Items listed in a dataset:
— Begin —

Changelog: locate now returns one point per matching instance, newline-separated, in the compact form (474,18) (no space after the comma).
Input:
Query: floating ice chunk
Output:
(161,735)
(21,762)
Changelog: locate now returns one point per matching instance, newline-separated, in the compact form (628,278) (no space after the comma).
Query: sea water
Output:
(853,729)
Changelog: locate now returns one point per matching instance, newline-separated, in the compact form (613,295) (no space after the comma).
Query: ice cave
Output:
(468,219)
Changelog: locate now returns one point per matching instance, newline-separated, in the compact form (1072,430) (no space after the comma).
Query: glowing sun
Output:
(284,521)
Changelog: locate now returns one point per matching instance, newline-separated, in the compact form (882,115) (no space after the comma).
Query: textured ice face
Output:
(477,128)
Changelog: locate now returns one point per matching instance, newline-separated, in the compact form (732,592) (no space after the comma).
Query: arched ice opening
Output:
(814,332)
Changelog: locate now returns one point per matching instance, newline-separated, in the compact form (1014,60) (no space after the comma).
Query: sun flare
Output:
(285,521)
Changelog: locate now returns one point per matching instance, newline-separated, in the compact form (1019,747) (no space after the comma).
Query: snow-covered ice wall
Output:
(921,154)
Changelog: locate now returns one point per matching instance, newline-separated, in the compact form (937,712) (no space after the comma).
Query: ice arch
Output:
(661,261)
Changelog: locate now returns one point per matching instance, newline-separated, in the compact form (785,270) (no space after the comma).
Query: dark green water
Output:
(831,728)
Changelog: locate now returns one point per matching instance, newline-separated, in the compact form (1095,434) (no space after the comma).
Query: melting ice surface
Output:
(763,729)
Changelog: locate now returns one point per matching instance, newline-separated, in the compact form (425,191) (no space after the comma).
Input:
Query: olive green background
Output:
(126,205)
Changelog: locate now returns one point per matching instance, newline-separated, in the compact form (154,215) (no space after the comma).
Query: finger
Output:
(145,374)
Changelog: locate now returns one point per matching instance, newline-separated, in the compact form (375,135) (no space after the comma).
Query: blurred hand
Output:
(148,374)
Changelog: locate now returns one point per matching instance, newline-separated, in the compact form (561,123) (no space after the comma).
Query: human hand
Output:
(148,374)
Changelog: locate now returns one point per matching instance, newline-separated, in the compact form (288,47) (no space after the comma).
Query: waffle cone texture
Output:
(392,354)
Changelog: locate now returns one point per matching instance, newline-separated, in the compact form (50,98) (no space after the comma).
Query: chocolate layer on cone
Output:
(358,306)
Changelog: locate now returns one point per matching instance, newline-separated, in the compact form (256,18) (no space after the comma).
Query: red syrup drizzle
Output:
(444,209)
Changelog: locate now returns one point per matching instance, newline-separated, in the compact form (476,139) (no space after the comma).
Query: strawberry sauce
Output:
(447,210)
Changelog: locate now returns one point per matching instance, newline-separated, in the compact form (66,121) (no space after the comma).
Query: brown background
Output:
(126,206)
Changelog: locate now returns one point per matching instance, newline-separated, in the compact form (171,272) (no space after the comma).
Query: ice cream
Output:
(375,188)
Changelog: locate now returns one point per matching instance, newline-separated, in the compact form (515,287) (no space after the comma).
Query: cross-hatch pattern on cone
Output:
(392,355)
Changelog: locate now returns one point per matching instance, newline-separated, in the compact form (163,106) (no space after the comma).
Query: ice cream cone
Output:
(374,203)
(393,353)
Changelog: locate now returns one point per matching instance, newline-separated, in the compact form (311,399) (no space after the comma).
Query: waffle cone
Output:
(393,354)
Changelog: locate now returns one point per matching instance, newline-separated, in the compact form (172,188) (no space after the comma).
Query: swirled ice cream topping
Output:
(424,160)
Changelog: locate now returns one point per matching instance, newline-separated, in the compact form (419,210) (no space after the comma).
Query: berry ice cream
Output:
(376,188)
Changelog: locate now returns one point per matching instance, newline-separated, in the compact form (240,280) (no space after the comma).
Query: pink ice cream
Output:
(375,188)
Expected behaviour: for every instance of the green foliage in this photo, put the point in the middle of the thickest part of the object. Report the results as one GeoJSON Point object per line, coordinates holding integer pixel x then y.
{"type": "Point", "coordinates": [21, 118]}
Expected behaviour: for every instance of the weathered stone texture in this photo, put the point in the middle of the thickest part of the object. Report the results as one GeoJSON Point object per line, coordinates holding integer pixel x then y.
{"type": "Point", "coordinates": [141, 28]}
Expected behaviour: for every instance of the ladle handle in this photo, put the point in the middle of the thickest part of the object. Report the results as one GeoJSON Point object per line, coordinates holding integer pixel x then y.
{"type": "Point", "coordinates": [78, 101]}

— End —

What you are asked to do:
Your task is to repeat each line of the material exactly.

Solution below:
Changelog: locate now returns one point per matching instance, newline-separated, in the compact form (474,18) (no space after the comma).
Input:
Query: floating ice chunk
Output:
(161,735)
(21,762)
Changelog: locate now returns one point per matching instance, newline-separated, in the compact form (628,278) (no space after the comma).
Query: sea water
Output:
(853,729)
Changelog: locate now returns one point per matching instance, newline-separated, in the compact form (613,295) (no space after the comma).
Query: ice cave
Output:
(468,219)
Changelog: locate now returns one point per matching instance, newline-separated, in the compact form (1072,430) (no space after the comma).
Query: glowing sun
Output:
(284,521)
Changelog: locate now returns one point per matching instance, newline-separated, in the compact form (882,115) (no space after the comma).
Query: textured ice face
Output:
(477,128)
Changelog: locate now returns one point per matching instance, newline-separated, in the compact form (732,592) (no space after the comma).
Query: arched ice opening
Output:
(814,332)
Changelog: locate now returns one point per matching instance, newline-separated, in the compact form (1014,60) (no space after the comma).
Query: sun flare
Output:
(285,521)
Changelog: locate now returns one point per matching instance, newline-separated, in the compact form (1019,747) (no space after the comma).
Query: snow-covered ice wall
Output:
(921,154)
Changelog: locate now returns one point per matching instance, newline-separated, in the compact form (937,712) (no space after the comma).
Query: ice arch
Output:
(661,261)
Changelog: locate now returns one point per matching instance, newline-separated, in the compact form (785,270) (no space after the comma).
Query: dark green water
Output:
(831,728)
Changelog: locate now returns one point per matching instance, newline-separated, in the compact form (1095,434) (no space after the comma).
Query: melting ice surface
Output:
(763,729)
Changelog: locate now returns one point per matching instance, newline-separated, in the compact form (425,191) (no space after the comma).
Input:
Query: olive green background
Output:
(126,205)
Changelog: locate now returns one point per matching instance, newline-separated, in the compact form (154,215) (no space after the comma).
Query: finger
Output:
(145,374)
Changelog: locate now returns one point per matching instance, newline-separated, in the compact form (375,135) (no space after the comma).
Query: blurred hand
Output:
(148,374)
Changelog: locate now returns one point per matching instance, newline-separated, in the compact form (561,123) (no space after the comma).
Query: human hand
Output:
(148,374)
Changelog: locate now returns one point per matching instance, newline-separated, in the compact form (288,47) (no space after the comma).
Query: waffle cone texture
Output:
(392,354)
Changelog: locate now returns one point per matching instance, newline-separated, in the compact form (50,98) (no space after the comma).
Query: chocolate layer on cone
Output:
(358,306)
Changelog: locate now returns one point per matching instance, newline-separated, in the compact form (256,18) (no space after the comma).
Query: red syrup drizzle
Output:
(444,209)
Changelog: locate now returns one point per matching instance, newline-separated, in the compact form (476,139) (no space after the comma).
Query: strawberry sauce
Output:
(447,210)
Changelog: locate now returns one point per matching instance, newline-separated, in the compact form (66,121) (no space after the comma).
Query: brown background
Output:
(126,206)
Changelog: locate now returns one point per matching instance, newline-separated, in the compact form (171,272) (no space after the comma).
Query: ice cream
Output:
(375,188)
Changelog: locate now returns one point per matching instance, newline-separated, in the compact form (515,287) (no space after the comma).
Query: cross-hatch pattern on cone
Output:
(392,355)
Changelog: locate now returns one point per matching instance, newline-separated, in the compact form (163,106) (no space after the comma).
Query: ice cream cone
Output:
(374,203)
(393,353)
Changelog: locate now returns one point per matching instance, newline-separated, in the compact form (311,399) (no space after the comma).
Query: waffle cone
Output:
(393,354)
Changelog: locate now returns one point per matching instance, newline-separated, in the compact form (172,188) (no space after the comma).
Query: swirled ice cream topping
Output:
(424,160)
Changelog: locate now returns one point per matching instance, newline-separated, in the compact form (419,210) (no space after the comma).
Query: berry ice cream
Output:
(376,188)
Changelog: locate now returns one point per matching instance, newline-separated, in the compact form (240,280) (no space after the comma).
Query: pink ice cream
Output:
(375,188)
Expected behaviour: for every instance of the green foliage in this photo, put the point in the middle of the thickest part of the object. Report the results as one GeoJSON Point object per line, coordinates holding integer pixel x then y.
{"type": "Point", "coordinates": [21, 118]}
Expected behaviour: for every instance of the weathered stone texture in this photo, put the point in the middle of the thickest part of the object. Report the results as one GeoJSON Point object per line, coordinates holding integer pixel x then y.
{"type": "Point", "coordinates": [141, 28]}
Expected behaviour: for every instance of the ladle handle in this photo, put the point in the middle of the thickest part of the object. Report the results as one GeoJSON Point object per line, coordinates holding integer pixel x then y.
{"type": "Point", "coordinates": [78, 101]}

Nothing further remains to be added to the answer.